CONSIGNE:
Modifiez la liste en remplaçant chaque occurrence de « Inventory check » par « Stock check », sans rien changer d'autre. N'incluez pas les images dans votre réponse.

LISTE FOURNIE:
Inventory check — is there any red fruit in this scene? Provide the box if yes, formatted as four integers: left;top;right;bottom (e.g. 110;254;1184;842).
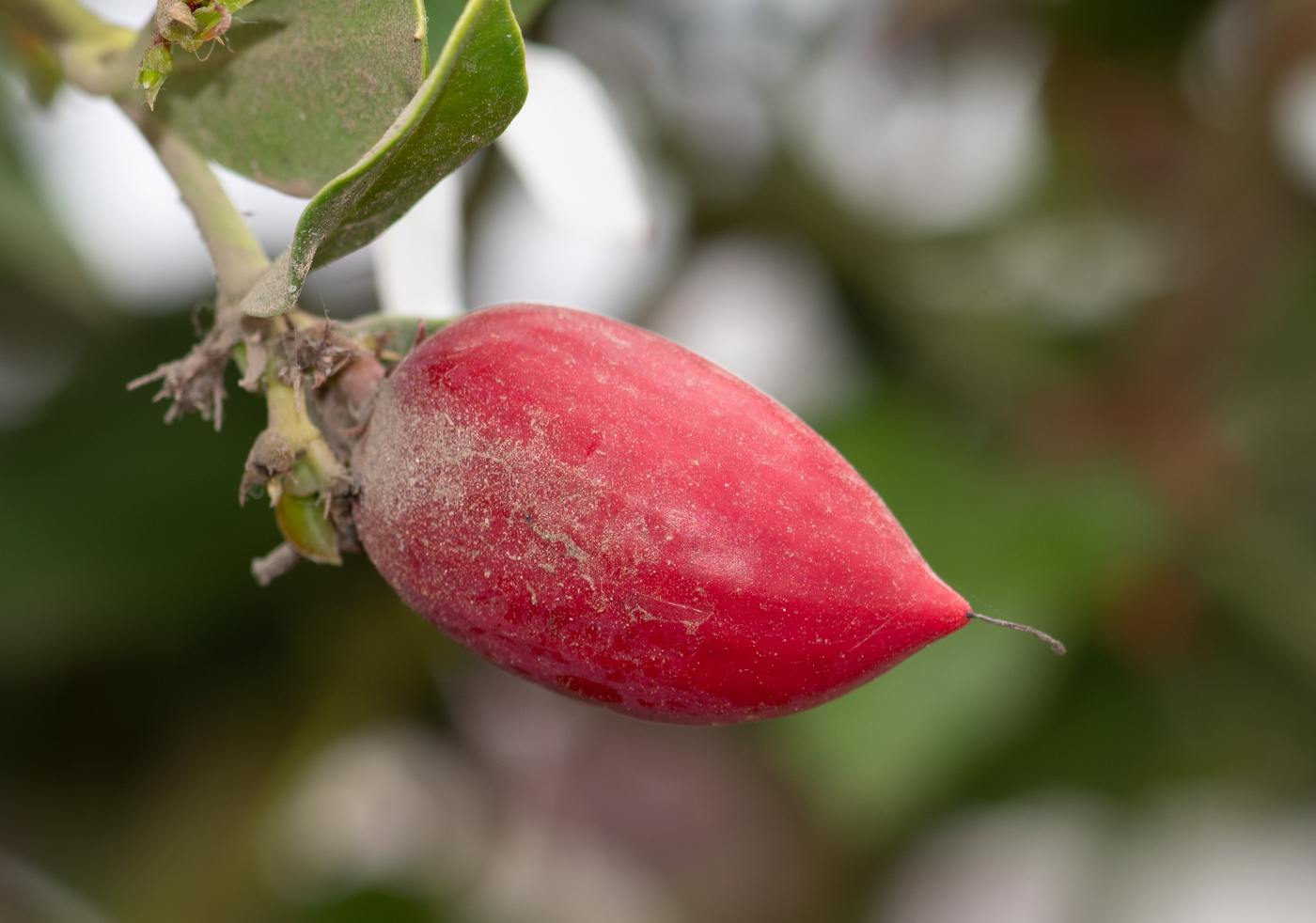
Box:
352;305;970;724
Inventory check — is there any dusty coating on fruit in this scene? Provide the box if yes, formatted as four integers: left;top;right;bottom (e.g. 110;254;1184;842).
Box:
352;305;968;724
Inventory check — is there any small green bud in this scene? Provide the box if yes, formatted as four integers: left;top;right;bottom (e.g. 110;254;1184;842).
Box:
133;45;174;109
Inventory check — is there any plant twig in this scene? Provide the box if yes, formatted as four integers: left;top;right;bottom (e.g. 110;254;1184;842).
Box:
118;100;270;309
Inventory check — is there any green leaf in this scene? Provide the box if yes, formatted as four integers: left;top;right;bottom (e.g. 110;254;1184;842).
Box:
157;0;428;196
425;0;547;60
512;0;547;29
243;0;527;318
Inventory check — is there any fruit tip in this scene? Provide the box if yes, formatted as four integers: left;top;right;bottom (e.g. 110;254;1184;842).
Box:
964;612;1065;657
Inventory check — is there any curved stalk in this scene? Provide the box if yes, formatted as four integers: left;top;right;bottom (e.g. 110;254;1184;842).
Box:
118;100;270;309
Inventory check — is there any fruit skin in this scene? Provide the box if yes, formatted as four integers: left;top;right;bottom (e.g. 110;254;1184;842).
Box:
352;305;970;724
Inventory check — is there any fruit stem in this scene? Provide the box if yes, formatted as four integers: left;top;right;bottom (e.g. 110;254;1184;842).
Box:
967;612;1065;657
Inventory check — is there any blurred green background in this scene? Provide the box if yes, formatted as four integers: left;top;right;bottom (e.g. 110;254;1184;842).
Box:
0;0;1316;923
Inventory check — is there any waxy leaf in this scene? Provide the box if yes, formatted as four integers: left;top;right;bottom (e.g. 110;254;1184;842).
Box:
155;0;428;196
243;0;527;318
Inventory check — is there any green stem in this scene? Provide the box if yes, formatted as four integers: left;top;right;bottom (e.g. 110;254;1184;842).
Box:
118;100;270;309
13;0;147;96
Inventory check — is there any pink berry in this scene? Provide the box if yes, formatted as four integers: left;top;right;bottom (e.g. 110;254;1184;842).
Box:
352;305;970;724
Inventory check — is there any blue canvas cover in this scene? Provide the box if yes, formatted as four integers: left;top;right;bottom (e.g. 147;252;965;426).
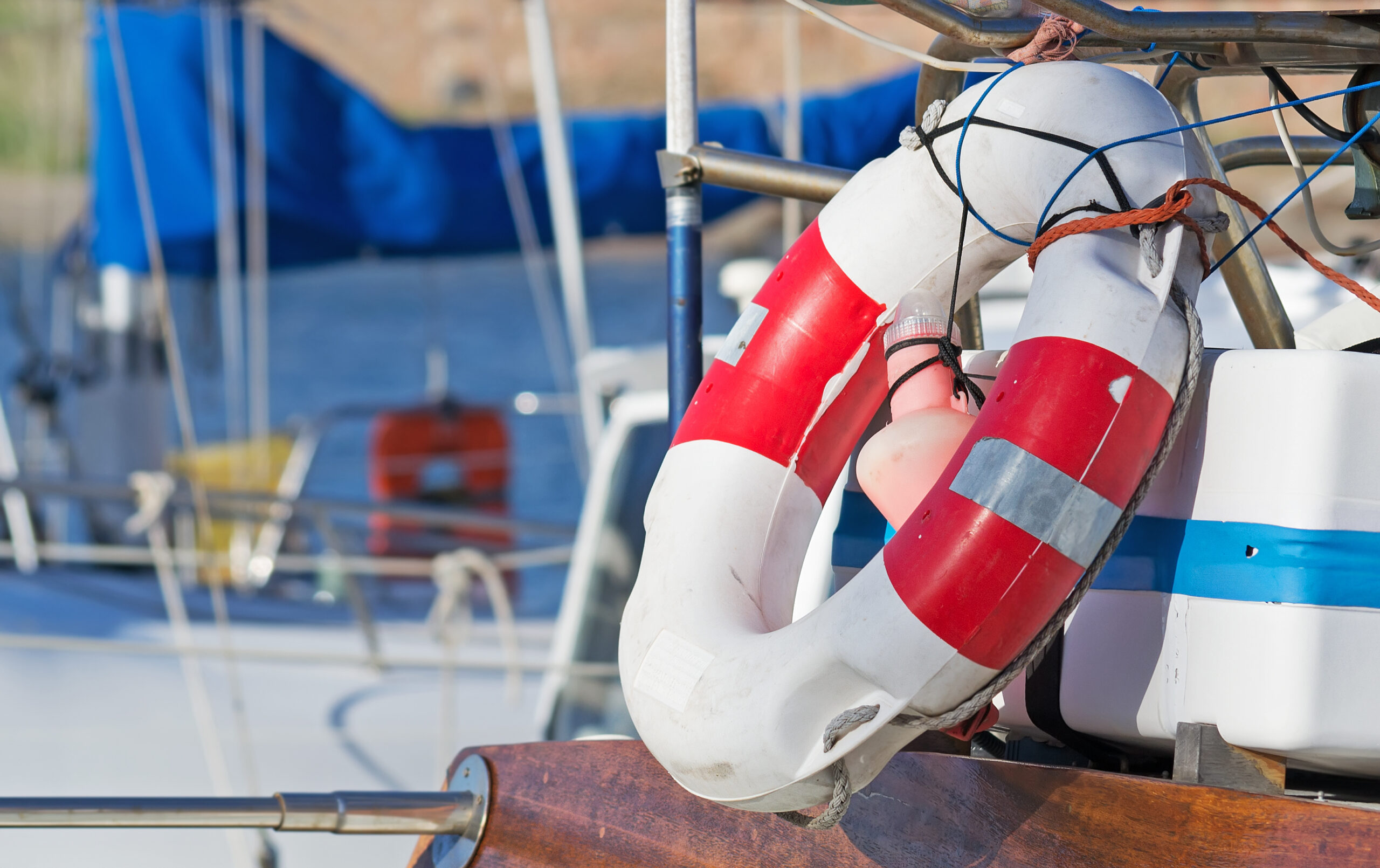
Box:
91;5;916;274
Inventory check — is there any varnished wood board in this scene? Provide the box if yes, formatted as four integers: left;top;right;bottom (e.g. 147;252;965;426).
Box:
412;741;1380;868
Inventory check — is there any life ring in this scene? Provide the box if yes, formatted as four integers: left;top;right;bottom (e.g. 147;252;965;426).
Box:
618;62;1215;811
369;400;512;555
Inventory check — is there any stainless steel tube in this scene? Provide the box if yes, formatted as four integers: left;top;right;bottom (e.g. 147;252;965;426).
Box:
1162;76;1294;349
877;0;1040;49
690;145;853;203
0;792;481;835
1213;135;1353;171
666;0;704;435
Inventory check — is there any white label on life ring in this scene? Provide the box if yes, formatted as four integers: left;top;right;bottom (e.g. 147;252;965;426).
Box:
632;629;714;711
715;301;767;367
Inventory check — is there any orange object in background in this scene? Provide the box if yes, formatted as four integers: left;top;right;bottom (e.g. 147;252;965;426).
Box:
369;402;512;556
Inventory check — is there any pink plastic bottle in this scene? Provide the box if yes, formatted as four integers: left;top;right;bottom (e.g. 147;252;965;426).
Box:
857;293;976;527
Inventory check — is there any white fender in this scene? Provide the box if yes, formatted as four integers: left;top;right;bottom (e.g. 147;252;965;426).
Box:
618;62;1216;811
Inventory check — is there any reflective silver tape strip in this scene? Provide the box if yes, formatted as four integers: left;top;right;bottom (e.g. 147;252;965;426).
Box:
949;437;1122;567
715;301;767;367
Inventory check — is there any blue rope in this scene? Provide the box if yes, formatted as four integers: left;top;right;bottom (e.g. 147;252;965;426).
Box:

CORRIGÉ:
Stock check — is there any red fruit in this scene? Provide the box if yes, formatted as four integers: left;top;right;bottom (e.g. 110;254;1184;842).
Box:
352;305;970;724
Stock check — is there any dusty coating on fruit in this scene? Provide the box if yes, formatted as four integers: left;top;right;bottom (e.g. 110;254;1184;842).
Box:
352;305;968;724
Stock check — is there any small green bud in this scene? Provide the box if yes, formatted as four integers: left;top;right;bottom (e.g. 110;254;1184;842).
Box:
133;45;174;109
Stock check — is there any plant twig in this scene? Provide the box if yes, formatted as four integers: left;top;right;bottom (e.g. 110;254;1184;842).
Box:
118;100;270;309
Stock check — is there any green leaf in this scene? Provide the box if yes, formatted as four integers: left;top;right;bottom (e.g. 110;254;1184;842).
Box:
157;0;428;196
425;0;547;60
512;0;547;29
243;0;527;318
Stock check — is there any fruit tip in this scene? Provide the box if yes, formatted as four integers: left;top;right;bottom (e.g. 110;254;1184;842).
Box:
964;612;1065;657
Stock check — is there any curved stalk in this scene? Provide the box if yes, formatted as four integers: left;top;right;bottom (e.g. 110;254;1184;842).
Box:
118;100;270;309
Stock check — is there any fruit skin in this scene? Provide the box if yes, formatted as four integers: left;top;right;bottom (e.g. 110;254;1184;842).
Box:
352;305;970;724
Stock check — is there any fruit stem in this scene? Provide the box if yes, formatted as four integers: left;top;right;bottom (e.g. 110;254;1184;842).
Box:
967;612;1065;657
Stock check — is there any blurred green background in this scene? Provide the box if yes, formatted as four integers: left;top;right;bottom (e.g. 110;254;1184;842).
Box:
0;0;1316;923
Stock check — is there any waxy leaf in this scene? Provide the box if yes, formatted as four integers: left;top;right;bottom (e.g. 110;254;1184;842).
Box:
155;0;428;196
243;0;527;318
Stock check — is there any green stem in this scene? Provide the box if yes, formatted as four integers: left;top;right;bottom (e.g. 110;254;1184;842).
Box:
118;100;270;309
13;0;147;96
Stock check — is there any pink berry in this scene? Provide the box if yes, formatted as four integers: left;top;right;bottom (e.g. 110;254;1184;842).
Box:
352;305;970;724
Stock check — is there any blue canvas cover in this scene? Provide the box if yes, formatted as four integers: left;top;right;bottom (e.g. 147;252;965;426).
Box:
91;5;916;274
Stock check — is there any varnished wood board in this scene? Provide the box if yes, formatted as four integers: left;top;right;bottom (e.g. 147;252;965;426).
Box:
412;741;1380;868
Stock check — is there any life ring in this scene? Provide the box if yes, formatted as four integers: left;top;right;bottom (e.g. 147;252;965;426).
Box:
618;62;1215;811
369;400;512;555
Stock check — is there any stainless steel tube in this scene? Provide the box if yes, formatted as four integers: left;top;right;bottom (e.g. 147;252;965;426).
Box:
1162;76;1294;349
877;0;1040;49
690;145;853;203
0;792;481;835
1213;135;1353;171
666;0;704;435
Stock check — is there any white label on life ring in this scene? Provide the box if yes, formatted as four integers: left;top;right;bottom (e.g. 147;252;965;426).
Box:
632;629;714;711
715;301;767;367
Stock check — is there any orange object in background in this scene? Provide the box if yes, formatted as four integers: left;top;right;bottom (e.g. 147;252;965;426).
Box:
369;402;512;556
Stock check — is there any pink plastic bottle in this scene? Provide the box if yes, formatted as four integers: left;top;right;bottom (e.g. 147;252;965;426).
Box:
857;293;976;527
Stock check — is there any white fender in this scene? Provide the box if yes, formatted as four integers: left;top;right;bottom (e.g. 147;252;965;426).
Box:
618;62;1216;811
Stock check — is there any reflective silver tape strip in this scene? Provide the box if yes, formatted as four integers: left;top;right;bottom (e.g. 147;252;965;426).
Box:
949;437;1122;567
715;301;767;367
Stock check — is there any blue rope in this scene? Provide the box if yes, formatted as four integers: left;top;right;bottom (e.g. 147;252;965;426).
Box:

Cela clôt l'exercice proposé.